* Assignment: Restate the entries below in full, exactly as they read, but without pictures.

* Dataset entries:

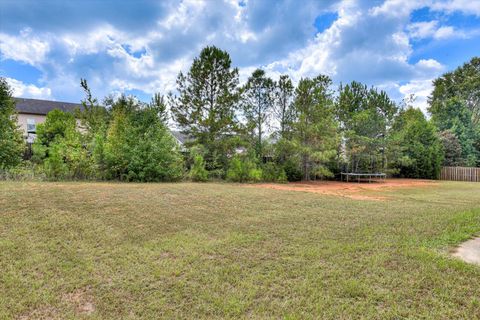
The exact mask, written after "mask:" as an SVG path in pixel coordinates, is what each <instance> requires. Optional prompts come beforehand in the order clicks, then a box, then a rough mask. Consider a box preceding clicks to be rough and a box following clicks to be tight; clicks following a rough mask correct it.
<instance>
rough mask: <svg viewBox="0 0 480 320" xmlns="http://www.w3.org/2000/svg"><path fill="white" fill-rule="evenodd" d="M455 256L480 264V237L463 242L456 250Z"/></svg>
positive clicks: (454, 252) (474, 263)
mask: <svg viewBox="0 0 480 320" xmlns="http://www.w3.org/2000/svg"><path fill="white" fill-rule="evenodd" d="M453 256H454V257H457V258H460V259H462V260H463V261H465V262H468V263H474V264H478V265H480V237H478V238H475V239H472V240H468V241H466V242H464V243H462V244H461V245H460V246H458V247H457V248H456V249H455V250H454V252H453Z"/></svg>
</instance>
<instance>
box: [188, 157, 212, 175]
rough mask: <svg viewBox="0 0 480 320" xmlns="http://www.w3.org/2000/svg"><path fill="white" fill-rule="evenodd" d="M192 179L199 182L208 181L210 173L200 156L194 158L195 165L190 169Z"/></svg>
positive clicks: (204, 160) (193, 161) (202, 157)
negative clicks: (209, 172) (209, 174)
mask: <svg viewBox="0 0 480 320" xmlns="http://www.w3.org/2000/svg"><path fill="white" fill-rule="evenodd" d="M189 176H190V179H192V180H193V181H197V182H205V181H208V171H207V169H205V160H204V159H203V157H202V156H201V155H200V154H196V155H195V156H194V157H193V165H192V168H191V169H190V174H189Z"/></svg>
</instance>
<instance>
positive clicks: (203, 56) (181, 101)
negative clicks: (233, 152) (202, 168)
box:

* Task response:
The exact mask, written after "mask:" as an SVG path in pixel coordinates, is what each <instance> requires. Optional prompts come beforehand in the order clicks, then a box, then a rough mask. Consider a box preceding clicks to be rough and a box following clicks to be tight; clicks following a rough mask correct it.
<instance>
rough mask: <svg viewBox="0 0 480 320" xmlns="http://www.w3.org/2000/svg"><path fill="white" fill-rule="evenodd" d="M455 256L480 264V237L463 242L456 250Z"/></svg>
positive clicks: (454, 252) (474, 263)
mask: <svg viewBox="0 0 480 320" xmlns="http://www.w3.org/2000/svg"><path fill="white" fill-rule="evenodd" d="M453 256H454V257H457V258H460V259H462V260H463V261H465V262H468V263H474V264H478V265H480V237H478V238H475V239H472V240H468V241H466V242H464V243H462V244H461V245H460V246H458V247H457V248H456V249H455V250H454V252H453Z"/></svg>
</instance>
<instance>
box: [188, 157, 212, 175]
rough mask: <svg viewBox="0 0 480 320" xmlns="http://www.w3.org/2000/svg"><path fill="white" fill-rule="evenodd" d="M192 179L199 182L208 181L210 173L200 156L194 158L195 165L190 169Z"/></svg>
positive clicks: (204, 160) (193, 161) (202, 157)
negative clicks: (209, 172) (209, 174)
mask: <svg viewBox="0 0 480 320" xmlns="http://www.w3.org/2000/svg"><path fill="white" fill-rule="evenodd" d="M189 176H190V179H192V180H193V181H197V182H205V181H208V171H207V169H205V160H204V159H203V157H202V156H201V155H200V154H196V155H195V156H194V157H193V165H192V168H191V169H190V174H189Z"/></svg>
</instance>
<instance>
positive clicks: (203, 56) (181, 101)
negative clicks: (233, 152) (202, 168)
box:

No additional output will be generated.